> [TRY IT] From the entries, copy out every line in which the word "integer" is found.

====

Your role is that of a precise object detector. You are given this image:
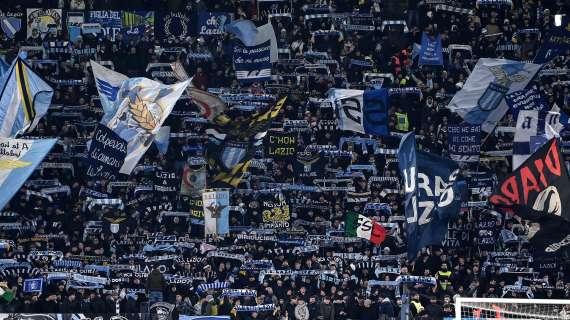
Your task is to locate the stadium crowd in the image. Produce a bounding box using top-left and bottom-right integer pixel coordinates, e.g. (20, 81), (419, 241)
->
(1, 0), (570, 319)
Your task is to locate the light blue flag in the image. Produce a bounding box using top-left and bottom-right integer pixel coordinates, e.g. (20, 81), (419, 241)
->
(447, 58), (541, 132)
(90, 60), (128, 124)
(225, 20), (258, 46)
(0, 138), (57, 211)
(0, 58), (53, 137)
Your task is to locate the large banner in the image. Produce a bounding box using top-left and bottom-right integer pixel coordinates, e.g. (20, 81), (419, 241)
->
(329, 89), (389, 136)
(0, 138), (57, 211)
(264, 132), (296, 160)
(121, 10), (154, 40)
(156, 12), (192, 40)
(66, 11), (85, 42)
(154, 170), (178, 194)
(85, 124), (127, 181)
(259, 193), (290, 228)
(398, 133), (463, 260)
(419, 32), (443, 65)
(202, 189), (230, 236)
(447, 123), (481, 162)
(26, 9), (62, 39)
(87, 11), (122, 41)
(447, 59), (541, 132)
(491, 139), (570, 221)
(505, 88), (549, 118)
(234, 40), (272, 83)
(0, 9), (25, 40)
(198, 12), (230, 36)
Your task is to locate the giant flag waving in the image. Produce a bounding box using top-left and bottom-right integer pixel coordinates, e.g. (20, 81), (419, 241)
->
(398, 133), (464, 260)
(0, 138), (57, 210)
(103, 78), (190, 174)
(90, 60), (128, 123)
(447, 59), (541, 132)
(329, 89), (389, 136)
(491, 138), (570, 221)
(0, 58), (53, 138)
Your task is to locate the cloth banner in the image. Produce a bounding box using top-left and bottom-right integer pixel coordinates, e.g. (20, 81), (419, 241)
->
(198, 12), (231, 36)
(86, 124), (127, 181)
(234, 40), (272, 83)
(0, 10), (25, 40)
(156, 12), (192, 40)
(264, 132), (296, 159)
(447, 123), (481, 162)
(154, 170), (178, 194)
(26, 9), (62, 39)
(180, 163), (206, 196)
(259, 193), (290, 228)
(87, 11), (122, 41)
(534, 22), (570, 63)
(419, 33), (443, 65)
(203, 190), (230, 236)
(505, 89), (549, 118)
(120, 11), (154, 40)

====

> [TASK SOLUTION]
Your task is to locate the stadium crowd in the image. Produce a bounding box using top-left and bottom-right integer pixel coordinates, e.g. (20, 81), (419, 241)
Your task is to locate the light blue flag in the image. Produce a bounding box using top-left and bottom-right integer pixel coordinates, e.g. (20, 81), (419, 241)
Your task is to locate the large banner in the image. Produce a bounding box using top-left and bottom-right integer pixel coordinates, e.g. (20, 81), (419, 241)
Your task is to locate the giant flag waving in the image. Produce a bounding box using top-left and bottom-right integer pixel coordinates, e.g. (20, 81), (419, 241)
Your task is to locate the cloth banner in the image. Produce a bounding box using top-left and bottom-right integer pixel coordinates, e.g. (20, 81), (419, 241)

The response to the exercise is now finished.